* _WORK REQUIRED_
Without the pictures, copy the entries below word for word.

* _DATA_
::::

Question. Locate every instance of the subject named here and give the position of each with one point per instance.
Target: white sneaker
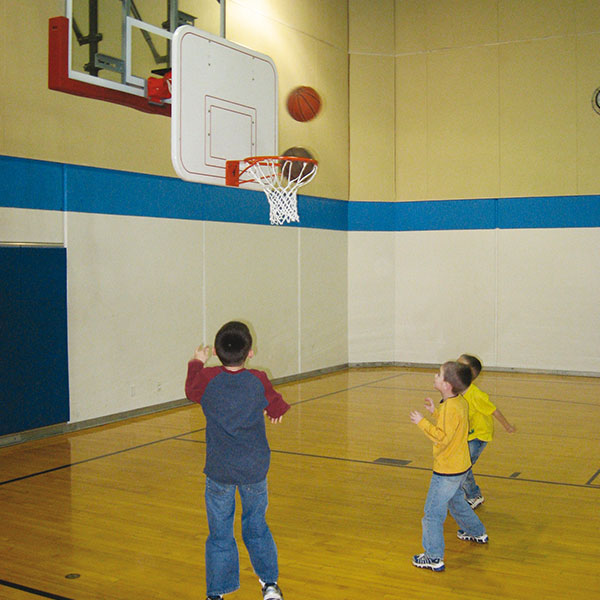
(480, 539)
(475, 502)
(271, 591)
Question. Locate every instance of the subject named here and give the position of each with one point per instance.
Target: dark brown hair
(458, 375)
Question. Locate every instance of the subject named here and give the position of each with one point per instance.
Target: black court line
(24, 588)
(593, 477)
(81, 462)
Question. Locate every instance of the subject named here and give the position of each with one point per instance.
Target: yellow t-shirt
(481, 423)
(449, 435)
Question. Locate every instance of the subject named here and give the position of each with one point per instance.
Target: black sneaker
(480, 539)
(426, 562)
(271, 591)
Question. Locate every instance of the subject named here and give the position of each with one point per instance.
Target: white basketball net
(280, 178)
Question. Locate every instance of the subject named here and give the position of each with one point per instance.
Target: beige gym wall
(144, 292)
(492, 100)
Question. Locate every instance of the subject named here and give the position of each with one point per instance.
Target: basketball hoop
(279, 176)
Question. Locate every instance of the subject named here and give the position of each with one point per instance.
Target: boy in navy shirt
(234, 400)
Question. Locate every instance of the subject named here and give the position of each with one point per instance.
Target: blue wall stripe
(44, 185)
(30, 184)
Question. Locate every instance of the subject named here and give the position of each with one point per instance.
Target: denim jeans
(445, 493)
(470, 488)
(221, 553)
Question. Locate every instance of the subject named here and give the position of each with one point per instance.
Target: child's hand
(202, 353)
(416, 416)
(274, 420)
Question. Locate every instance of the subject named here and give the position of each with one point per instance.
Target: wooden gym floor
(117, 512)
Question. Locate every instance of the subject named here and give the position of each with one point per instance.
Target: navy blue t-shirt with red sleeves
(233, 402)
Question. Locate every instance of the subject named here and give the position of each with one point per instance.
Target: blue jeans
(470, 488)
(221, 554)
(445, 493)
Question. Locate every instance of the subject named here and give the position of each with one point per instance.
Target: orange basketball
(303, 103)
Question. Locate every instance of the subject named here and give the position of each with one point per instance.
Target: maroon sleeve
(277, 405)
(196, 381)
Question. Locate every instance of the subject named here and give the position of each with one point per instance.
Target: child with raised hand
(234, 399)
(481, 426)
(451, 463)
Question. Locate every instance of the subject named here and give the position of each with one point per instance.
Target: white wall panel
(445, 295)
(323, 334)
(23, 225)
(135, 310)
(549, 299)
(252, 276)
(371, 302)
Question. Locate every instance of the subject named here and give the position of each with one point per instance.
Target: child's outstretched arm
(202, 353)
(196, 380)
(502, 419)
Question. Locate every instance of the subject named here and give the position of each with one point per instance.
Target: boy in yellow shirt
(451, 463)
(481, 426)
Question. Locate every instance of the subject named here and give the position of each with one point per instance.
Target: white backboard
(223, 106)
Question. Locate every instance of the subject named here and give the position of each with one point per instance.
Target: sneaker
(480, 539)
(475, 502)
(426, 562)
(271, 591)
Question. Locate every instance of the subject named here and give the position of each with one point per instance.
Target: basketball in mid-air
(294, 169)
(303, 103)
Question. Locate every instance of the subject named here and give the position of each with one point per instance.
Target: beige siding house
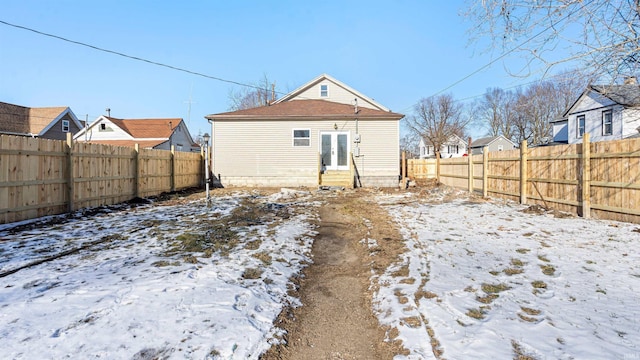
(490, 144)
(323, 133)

::::

* _SOLUTION BELOW_
Question. Locate every instance of the subject named here and give the position of each with one point per instance.
Target: white sneaker
(480, 539)
(475, 502)
(271, 591)
Question. Locate every instance of the subject named here and give the position of each with one point per instance.
Target: dark brown hair
(458, 375)
Question. Locate every instance of the subject named here and give the position of each with one point per instance.
Target: black court line
(24, 588)
(593, 477)
(81, 462)
Question. Locate every instance of the subject named here and give the position of each with one point per instance.
Target: yellow t-shirt
(481, 423)
(449, 435)
Question. Locate every instance of the subject named here and give the position of each with one point per instance.
Target: black sneaker
(480, 539)
(426, 562)
(271, 591)
Question. Locate every instance of the subject named here and give the position of each with one point per instance.
Target: white basketball net
(280, 178)
Question. Locate every instance of the subject named here and give the position of each with one point per instance.
Target: beige gym wall
(144, 292)
(492, 100)
Question. Locate every instance of the subject named here and give the position of each with one point per instance.
Target: basketball hoop
(279, 176)
Question. Locate every instance of the subject named here and give the position of each with one point per instance.
Target: boy in navy shirt
(234, 400)
Question. Locate every instance of the subject named here and give the position of each with one point per instance.
Target: blue wall stripe
(44, 185)
(30, 184)
Question. Locate every instance of the subject named here and give the position of each with one point per instance.
Target: denim jeans
(445, 493)
(470, 488)
(221, 553)
Question. Locate every instance of the subject named here and give the position of each with one point per instance.
Target: child's hand
(202, 353)
(416, 416)
(274, 420)
Question. Locate every instance of the subject named here and give the position of each with one point per instance.
Target: wooden gym floor
(117, 512)
Question. Locate every instance of the subject named here and give the position of each with one point per instance.
Target: navy blue t-shirt with red sleeves
(233, 402)
Question. Locate every instance of the subject named here and give the position of each with one point per instance.
Target: blue jeans
(470, 488)
(221, 554)
(445, 493)
Question. Locate every instance of the subject named here and give the position of each with one point per instance.
Target: orange basketball
(303, 103)
Question. Locate every instance of the subject named here and give the position of each with one point per instance.
Target: maroon sleeve
(277, 405)
(196, 381)
Question. Locate every instance of the subject named here and give the position of each with one point per instance.
Target: child with raised hand
(234, 399)
(481, 426)
(451, 463)
Question. Locate every instance of the subject named here and give the position of each with one point per instance.
Target: white wall panel
(445, 295)
(323, 334)
(23, 225)
(135, 310)
(549, 299)
(252, 276)
(371, 302)
Question. Locate every instance of the subject named here and give the position of each with one point per instance.
Target: child's outstretched arm
(202, 353)
(196, 380)
(502, 419)
Question. Locate every instance of the subject named here and give the position of each with one point per instance.
Target: boy in yellow shirt
(451, 463)
(481, 426)
Question. Locate every instance of the subject named here and give the position of each with one point per instance.
Target: white backboard
(223, 106)
Question. Locate every instance of the subject named here and give the position of each with one point per instance.
Target: sneaker
(480, 539)
(475, 502)
(426, 562)
(271, 591)
Question. Locate every instance of the subject named here and give the position of each with one point per instance.
Target: basketball in mid-air
(294, 169)
(303, 103)
Question. Locate every instance of the subject named here and give the position of each with one point per instance.
Target: beige siding house
(490, 144)
(323, 133)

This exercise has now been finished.